* _Work request_
Repeat the data that follows verbatim. Images are not part of the copy.

(Stored data entries)
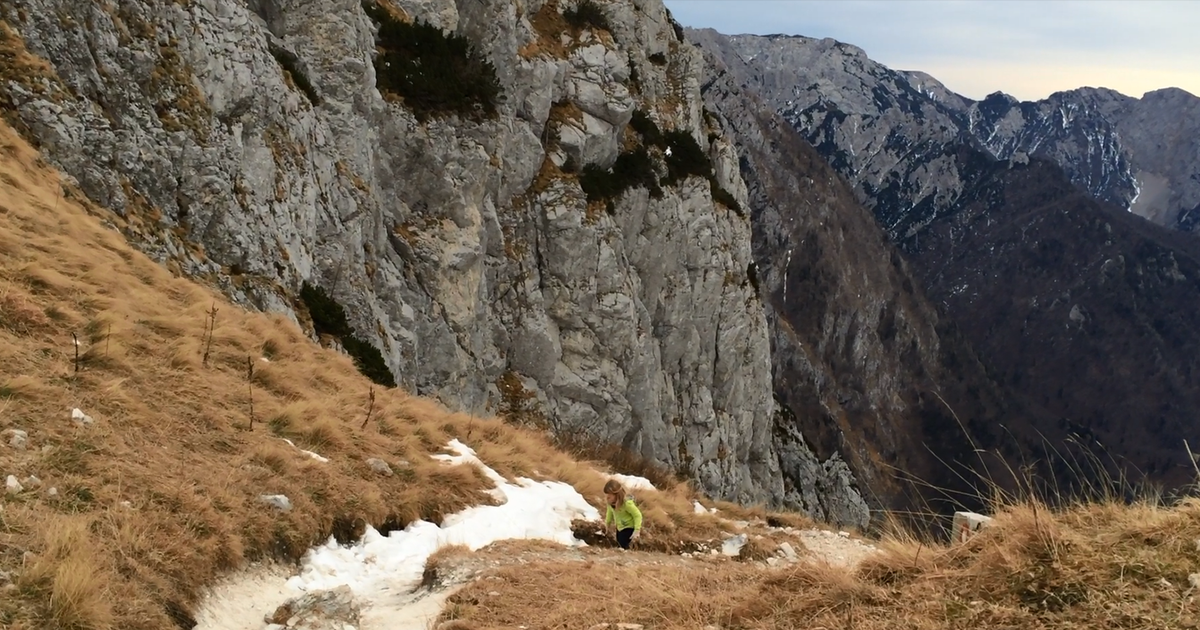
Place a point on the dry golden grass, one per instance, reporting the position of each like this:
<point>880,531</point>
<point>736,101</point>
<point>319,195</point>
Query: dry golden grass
<point>1089,567</point>
<point>161,495</point>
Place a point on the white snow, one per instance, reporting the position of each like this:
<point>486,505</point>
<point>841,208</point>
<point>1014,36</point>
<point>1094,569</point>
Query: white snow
<point>1137,189</point>
<point>382,571</point>
<point>310,454</point>
<point>635,483</point>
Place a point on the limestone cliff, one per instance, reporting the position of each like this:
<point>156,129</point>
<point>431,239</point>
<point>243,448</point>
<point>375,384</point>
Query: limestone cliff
<point>265,144</point>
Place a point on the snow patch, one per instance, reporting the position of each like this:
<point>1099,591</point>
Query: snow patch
<point>382,571</point>
<point>635,483</point>
<point>310,454</point>
<point>1137,193</point>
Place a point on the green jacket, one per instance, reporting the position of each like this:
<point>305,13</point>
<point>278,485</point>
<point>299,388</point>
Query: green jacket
<point>625,516</point>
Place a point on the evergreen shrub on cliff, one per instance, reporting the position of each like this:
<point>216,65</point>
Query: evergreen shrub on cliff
<point>435,72</point>
<point>631,169</point>
<point>329,318</point>
<point>587,15</point>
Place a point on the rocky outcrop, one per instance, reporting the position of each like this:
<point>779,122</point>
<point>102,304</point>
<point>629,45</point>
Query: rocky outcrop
<point>251,144</point>
<point>1079,310</point>
<point>865,371</point>
<point>1138,154</point>
<point>892,142</point>
<point>893,133</point>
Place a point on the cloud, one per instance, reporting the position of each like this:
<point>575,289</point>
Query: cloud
<point>1026,48</point>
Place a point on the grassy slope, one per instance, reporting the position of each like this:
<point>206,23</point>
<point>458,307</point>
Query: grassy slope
<point>172,436</point>
<point>1098,565</point>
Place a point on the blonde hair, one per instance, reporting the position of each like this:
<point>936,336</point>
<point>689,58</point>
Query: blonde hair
<point>613,489</point>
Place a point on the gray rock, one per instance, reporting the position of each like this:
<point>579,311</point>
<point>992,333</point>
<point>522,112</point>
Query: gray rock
<point>965,525</point>
<point>732,546</point>
<point>280,502</point>
<point>17,438</point>
<point>323,610</point>
<point>81,418</point>
<point>448,252</point>
<point>379,466</point>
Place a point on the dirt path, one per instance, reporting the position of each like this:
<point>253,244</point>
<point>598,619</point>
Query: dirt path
<point>245,600</point>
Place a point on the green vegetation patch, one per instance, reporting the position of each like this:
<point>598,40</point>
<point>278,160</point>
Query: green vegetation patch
<point>292,70</point>
<point>587,15</point>
<point>329,318</point>
<point>433,72</point>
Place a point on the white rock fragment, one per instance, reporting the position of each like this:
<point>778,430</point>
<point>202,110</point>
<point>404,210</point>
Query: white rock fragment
<point>279,502</point>
<point>81,418</point>
<point>966,523</point>
<point>17,438</point>
<point>379,466</point>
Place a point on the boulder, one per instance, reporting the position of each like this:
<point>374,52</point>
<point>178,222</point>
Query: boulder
<point>966,523</point>
<point>279,502</point>
<point>323,610</point>
<point>81,418</point>
<point>17,438</point>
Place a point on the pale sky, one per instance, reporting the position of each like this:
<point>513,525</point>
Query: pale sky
<point>976,47</point>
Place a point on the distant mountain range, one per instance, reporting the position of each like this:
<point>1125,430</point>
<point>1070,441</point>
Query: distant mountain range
<point>887,130</point>
<point>1023,223</point>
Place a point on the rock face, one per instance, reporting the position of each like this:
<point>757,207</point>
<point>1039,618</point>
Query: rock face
<point>1139,154</point>
<point>1080,311</point>
<point>250,144</point>
<point>861,357</point>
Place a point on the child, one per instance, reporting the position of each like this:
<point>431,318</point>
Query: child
<point>623,513</point>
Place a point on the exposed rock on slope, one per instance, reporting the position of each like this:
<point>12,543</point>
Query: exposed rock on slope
<point>888,139</point>
<point>250,144</point>
<point>859,354</point>
<point>1140,154</point>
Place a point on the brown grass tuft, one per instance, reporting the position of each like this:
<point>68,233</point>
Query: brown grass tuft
<point>171,435</point>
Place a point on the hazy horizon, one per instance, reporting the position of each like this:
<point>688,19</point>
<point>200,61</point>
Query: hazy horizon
<point>1029,49</point>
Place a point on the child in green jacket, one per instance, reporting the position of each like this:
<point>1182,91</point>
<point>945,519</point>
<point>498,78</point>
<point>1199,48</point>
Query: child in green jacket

* _Answer section_
Place a point on the dry golden grass, one per instance, reporting the position of each like this:
<point>880,531</point>
<point>736,101</point>
<point>319,195</point>
Query: dry golden grass
<point>1089,567</point>
<point>161,495</point>
Place a point on the white snow, one per instance, reporting the position of each like this:
<point>486,505</point>
<point>841,208</point>
<point>1014,36</point>
<point>1094,569</point>
Query: white snow
<point>1137,189</point>
<point>382,571</point>
<point>310,454</point>
<point>635,483</point>
Place a point on the limestone cliff, one per instance, reporting the position of each like this:
<point>156,129</point>
<point>431,239</point>
<point>243,448</point>
<point>375,384</point>
Query: limestone cliff
<point>265,144</point>
Place a point on the snow patch, one per instance, reporting the position of each like this:
<point>1099,591</point>
Query: snow patch
<point>382,571</point>
<point>635,483</point>
<point>310,454</point>
<point>1137,193</point>
Place a point on the green jacket, one per instance, reporting the position of each like this:
<point>305,13</point>
<point>278,485</point>
<point>299,388</point>
Query: green jacket
<point>625,516</point>
Place a point on the evergreen shrub on cliff, one per instance, reporting the position of each like this:
<point>216,65</point>
Query: evergreen shrub on cliff
<point>435,72</point>
<point>631,169</point>
<point>329,318</point>
<point>587,15</point>
Place a point on the rocky outcrop, one per instance, reporting the position of each like this:
<point>779,122</point>
<point>102,304</point>
<point>629,45</point>
Query: rocky outcrop
<point>251,144</point>
<point>1079,310</point>
<point>865,371</point>
<point>1138,154</point>
<point>892,142</point>
<point>893,133</point>
Place a point on the cloud, one per instance, reporting the position of each like this:
<point>575,289</point>
Query: cloud
<point>1026,48</point>
Place a point on the grassy slope, one per instance, reporting the position of each like this:
<point>206,23</point>
<point>458,307</point>
Query: grassy slope
<point>172,436</point>
<point>1098,565</point>
Place a point on the blonde hair, one per instance, reporting the position of each like this:
<point>936,336</point>
<point>689,58</point>
Query: blonde hair
<point>613,489</point>
Place a point on the gray rock, one per instance, reporting the position of each like this:
<point>579,311</point>
<point>992,333</point>
<point>522,112</point>
Query: gray rock
<point>965,525</point>
<point>732,546</point>
<point>280,502</point>
<point>17,438</point>
<point>323,610</point>
<point>81,418</point>
<point>448,252</point>
<point>379,466</point>
Place a point on the dirt path, one per instance, reporting the position of each like this:
<point>253,244</point>
<point>598,619</point>
Query: dirt path
<point>245,600</point>
Place a point on the green vegetation patch, one per instance, reporting the position of each like this:
<point>598,40</point>
<point>278,160</point>
Query: green vegetation patch
<point>292,70</point>
<point>587,15</point>
<point>329,318</point>
<point>433,72</point>
Place a point on the white rock fragment, one per instance, reporting the position of each like this:
<point>778,430</point>
<point>202,110</point>
<point>404,210</point>
Query: white rock fragment
<point>279,502</point>
<point>81,418</point>
<point>966,523</point>
<point>17,438</point>
<point>379,466</point>
Place a point on the boulder, one per instance, reporting the position of each like this:
<point>374,52</point>
<point>178,222</point>
Query: boulder
<point>966,523</point>
<point>279,502</point>
<point>323,610</point>
<point>81,418</point>
<point>17,438</point>
Place a point on the pale sky, one per instance, reporting the position of each like this:
<point>513,525</point>
Query: pale sky
<point>976,47</point>
Place a point on the distant mountain range, one per instance, reporting the position of each like this:
<point>1125,430</point>
<point>1070,441</point>
Query: distant mountain range
<point>887,130</point>
<point>1023,223</point>
Place a point on the rock face, one per instance, reporting the position of each like this:
<point>757,207</point>
<point>1039,618</point>
Query: rock face
<point>1139,154</point>
<point>1080,311</point>
<point>250,144</point>
<point>861,357</point>
Place a point on the child, one per instance, reporting the position of each like this:
<point>431,318</point>
Query: child
<point>623,513</point>
Place a point on the exposed rock on slope, one per instance, reporting the position of each like this:
<point>12,543</point>
Query: exposed rock on slope
<point>888,139</point>
<point>250,144</point>
<point>859,354</point>
<point>1140,154</point>
Place a point on the brown grass tuft, one per instance, reporting the position of each like this:
<point>68,233</point>
Query: brown grass tuft
<point>171,435</point>
Place a point on the hazy horizon, one per instance, reporting the position of each like this:
<point>688,19</point>
<point>200,61</point>
Query: hazy horizon
<point>1029,49</point>
Place a point on the child in green jacket, one per instance, reporting the position of each like this:
<point>1182,91</point>
<point>945,519</point>
<point>498,78</point>
<point>1199,48</point>
Query: child in green jacket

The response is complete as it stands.